Items listed in a dataset
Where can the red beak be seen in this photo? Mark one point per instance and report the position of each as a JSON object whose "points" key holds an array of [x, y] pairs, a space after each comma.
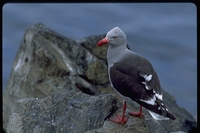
{"points": [[102, 42]]}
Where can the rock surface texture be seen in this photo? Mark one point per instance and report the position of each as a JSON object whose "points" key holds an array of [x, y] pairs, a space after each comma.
{"points": [[58, 84]]}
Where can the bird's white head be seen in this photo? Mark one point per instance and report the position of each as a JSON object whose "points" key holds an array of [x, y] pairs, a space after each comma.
{"points": [[115, 37]]}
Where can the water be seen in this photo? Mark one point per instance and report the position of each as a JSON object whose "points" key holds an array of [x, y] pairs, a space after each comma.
{"points": [[163, 33]]}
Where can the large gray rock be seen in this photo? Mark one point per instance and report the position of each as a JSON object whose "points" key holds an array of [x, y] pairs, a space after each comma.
{"points": [[58, 84], [72, 111]]}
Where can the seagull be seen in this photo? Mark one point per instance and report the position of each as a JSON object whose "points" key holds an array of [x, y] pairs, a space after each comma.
{"points": [[133, 77]]}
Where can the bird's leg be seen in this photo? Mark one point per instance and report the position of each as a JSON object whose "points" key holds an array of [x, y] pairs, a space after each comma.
{"points": [[120, 119], [137, 114]]}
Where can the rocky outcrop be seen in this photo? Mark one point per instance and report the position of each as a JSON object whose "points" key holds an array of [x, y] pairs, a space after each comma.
{"points": [[58, 84]]}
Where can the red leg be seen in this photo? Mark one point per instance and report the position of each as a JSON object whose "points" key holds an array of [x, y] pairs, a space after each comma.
{"points": [[120, 119], [137, 114]]}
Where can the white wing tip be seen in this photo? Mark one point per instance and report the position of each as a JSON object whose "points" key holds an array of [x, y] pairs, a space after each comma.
{"points": [[157, 116]]}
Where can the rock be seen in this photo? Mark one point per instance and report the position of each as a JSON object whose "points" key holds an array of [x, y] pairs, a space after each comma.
{"points": [[72, 111], [58, 84]]}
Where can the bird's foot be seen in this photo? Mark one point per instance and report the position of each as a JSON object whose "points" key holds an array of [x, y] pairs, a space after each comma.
{"points": [[119, 119], [137, 114]]}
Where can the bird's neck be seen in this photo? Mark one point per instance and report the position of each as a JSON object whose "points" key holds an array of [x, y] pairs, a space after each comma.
{"points": [[114, 54]]}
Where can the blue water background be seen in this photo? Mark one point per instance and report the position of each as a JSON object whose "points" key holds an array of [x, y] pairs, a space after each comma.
{"points": [[164, 33]]}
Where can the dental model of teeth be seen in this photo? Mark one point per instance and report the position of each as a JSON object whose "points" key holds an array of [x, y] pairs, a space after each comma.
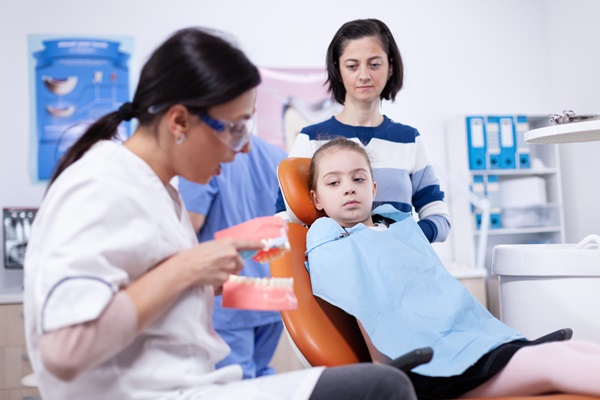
{"points": [[270, 231], [259, 293]]}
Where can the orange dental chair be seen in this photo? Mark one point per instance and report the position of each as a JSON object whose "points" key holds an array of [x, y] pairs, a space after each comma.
{"points": [[323, 334]]}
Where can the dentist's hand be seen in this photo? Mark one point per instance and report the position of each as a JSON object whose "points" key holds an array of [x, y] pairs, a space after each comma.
{"points": [[212, 262]]}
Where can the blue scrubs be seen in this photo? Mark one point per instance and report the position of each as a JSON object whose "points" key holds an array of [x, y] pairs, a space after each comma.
{"points": [[245, 189]]}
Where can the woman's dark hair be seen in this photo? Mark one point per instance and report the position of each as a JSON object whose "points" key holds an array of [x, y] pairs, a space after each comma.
{"points": [[359, 29], [196, 67], [337, 143]]}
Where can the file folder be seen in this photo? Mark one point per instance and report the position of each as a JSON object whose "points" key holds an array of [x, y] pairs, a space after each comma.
{"points": [[492, 189], [523, 156], [492, 136], [507, 143], [478, 188], [476, 142]]}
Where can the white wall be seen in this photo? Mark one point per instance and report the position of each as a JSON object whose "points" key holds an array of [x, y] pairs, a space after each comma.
{"points": [[461, 56], [572, 36]]}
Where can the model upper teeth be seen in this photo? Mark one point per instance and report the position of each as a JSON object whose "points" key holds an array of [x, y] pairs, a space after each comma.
{"points": [[270, 282]]}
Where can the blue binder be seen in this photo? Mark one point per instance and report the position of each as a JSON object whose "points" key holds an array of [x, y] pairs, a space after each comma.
{"points": [[478, 188], [523, 156], [492, 140], [476, 142], [492, 189], [508, 148]]}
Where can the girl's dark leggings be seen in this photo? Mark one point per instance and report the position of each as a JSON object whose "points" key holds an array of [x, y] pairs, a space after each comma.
{"points": [[363, 381]]}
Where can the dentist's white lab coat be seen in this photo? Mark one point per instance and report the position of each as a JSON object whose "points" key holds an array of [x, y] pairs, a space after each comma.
{"points": [[106, 221]]}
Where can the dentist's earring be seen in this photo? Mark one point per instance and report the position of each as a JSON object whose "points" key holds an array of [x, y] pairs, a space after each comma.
{"points": [[180, 139]]}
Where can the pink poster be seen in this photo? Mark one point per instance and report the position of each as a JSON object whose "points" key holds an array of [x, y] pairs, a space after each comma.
{"points": [[289, 99]]}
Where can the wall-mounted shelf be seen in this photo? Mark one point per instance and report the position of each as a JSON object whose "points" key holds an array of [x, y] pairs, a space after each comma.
{"points": [[541, 162]]}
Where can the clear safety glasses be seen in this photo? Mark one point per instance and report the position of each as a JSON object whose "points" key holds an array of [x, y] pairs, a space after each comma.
{"points": [[235, 135]]}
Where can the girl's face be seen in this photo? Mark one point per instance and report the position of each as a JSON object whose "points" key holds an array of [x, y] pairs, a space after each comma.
{"points": [[365, 69], [204, 149], [345, 188]]}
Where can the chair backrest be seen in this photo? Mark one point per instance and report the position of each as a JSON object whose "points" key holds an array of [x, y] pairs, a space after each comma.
{"points": [[324, 334]]}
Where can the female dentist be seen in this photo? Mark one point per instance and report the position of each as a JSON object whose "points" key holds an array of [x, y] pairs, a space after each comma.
{"points": [[118, 292]]}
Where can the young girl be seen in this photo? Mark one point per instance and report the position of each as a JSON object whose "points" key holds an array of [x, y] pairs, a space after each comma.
{"points": [[379, 267], [118, 292]]}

• [SET TASK]: Starting at the line that contains "Where can the dentist's earring" and ending at the last line of the data, rewrite those lines with the requests included. Shift every point coordinate in the answers by -36.

• [RESPONSE FOR THIS EXERCISE]:
Where can the dentist's earring be seen in this photo? Mark one point per instance and report the position of each as a JSON object whose "points" key holds an array of [x, y] pairs, a space after each comma.
{"points": [[144, 103]]}
Where can the pink poster be seen in this photo? Mark one point per instance and report the position of each as a JSON object whose "points" key holds an array of [x, y] pairs, a space after each comma.
{"points": [[253, 63]]}
Where can the wall-mounted shelf be seen in this photo? Mark one point per instance and report the position of each as a JSON object whose "points" key holds an array of [x, y] pairs, a space after each comma.
{"points": [[505, 126]]}
Where can the clear safety glasses be seen in this photo? Mark one point per instance and report the position of each as a JSON object whose "points" key holds an array of [x, y] pairs, a space after each comma.
{"points": [[199, 99]]}
Where can the girl's face be seen in this photo? Mark one point per instance and report the position of each as a JSON object whose "points" key holds an array of [x, y] pairs, a space after each comma.
{"points": [[329, 33], [168, 113], [309, 152]]}
Where can the chair backrest be seen in this photo? Mark one point per instance and report the position of each as a JSON object whose "points" key holds an array of [x, y] pairs, a space after each comma.
{"points": [[288, 298]]}
Where can the female dentist be seen in this photo? Mark one point per instance and report the position of each as a JSON object whose "points" key holds an array of [x, y] pairs, a space after each comma.
{"points": [[82, 256]]}
Where can the young girl be seen in this photo? Mark one point per instance and report the position of each as a JSON object whose "points" key holds an array of [x, y] pairs, a space after each comma.
{"points": [[343, 231], [82, 256]]}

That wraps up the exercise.